> **Work instructions**:
Please rewrite the data from its first line through the line containing "xmin=287 ymin=265 xmax=600 ymax=586", both included, and stop there. Shift every bounding-box coordinate in the answers by -99 and keep all other text the same.

> **Data to process**:
----

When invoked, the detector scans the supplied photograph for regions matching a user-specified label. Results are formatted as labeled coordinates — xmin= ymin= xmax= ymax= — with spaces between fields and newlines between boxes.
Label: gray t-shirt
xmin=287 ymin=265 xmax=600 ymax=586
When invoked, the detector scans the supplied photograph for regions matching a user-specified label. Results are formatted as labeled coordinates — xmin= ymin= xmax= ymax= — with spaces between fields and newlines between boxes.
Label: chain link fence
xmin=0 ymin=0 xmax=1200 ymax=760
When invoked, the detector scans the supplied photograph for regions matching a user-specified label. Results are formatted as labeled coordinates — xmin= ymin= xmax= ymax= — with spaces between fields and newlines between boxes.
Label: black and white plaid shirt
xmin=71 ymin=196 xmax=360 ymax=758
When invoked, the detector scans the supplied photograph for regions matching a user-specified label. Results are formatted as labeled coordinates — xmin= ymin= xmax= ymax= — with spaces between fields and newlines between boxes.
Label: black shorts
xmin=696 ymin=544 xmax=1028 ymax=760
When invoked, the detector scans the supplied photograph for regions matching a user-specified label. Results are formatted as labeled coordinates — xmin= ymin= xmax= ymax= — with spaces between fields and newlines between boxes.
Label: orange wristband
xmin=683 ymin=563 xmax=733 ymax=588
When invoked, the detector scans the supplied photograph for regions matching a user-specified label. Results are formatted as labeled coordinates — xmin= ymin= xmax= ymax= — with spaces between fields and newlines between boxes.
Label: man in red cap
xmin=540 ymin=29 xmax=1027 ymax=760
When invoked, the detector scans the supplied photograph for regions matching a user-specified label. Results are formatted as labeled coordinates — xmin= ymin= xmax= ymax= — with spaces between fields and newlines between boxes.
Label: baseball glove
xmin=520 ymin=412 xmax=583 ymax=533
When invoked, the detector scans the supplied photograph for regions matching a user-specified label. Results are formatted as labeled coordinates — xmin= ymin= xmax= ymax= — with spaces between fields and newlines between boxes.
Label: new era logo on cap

----

> **Final result**:
When invoked, the detector scans the supplied photograph for regions matching a user-specified label. Results are formatted as labeled coordinates — xmin= ymin= xmax= ymax= — with spaces between fields and newlines between boxes.
Label: gray t-shirt
xmin=188 ymin=166 xmax=501 ymax=487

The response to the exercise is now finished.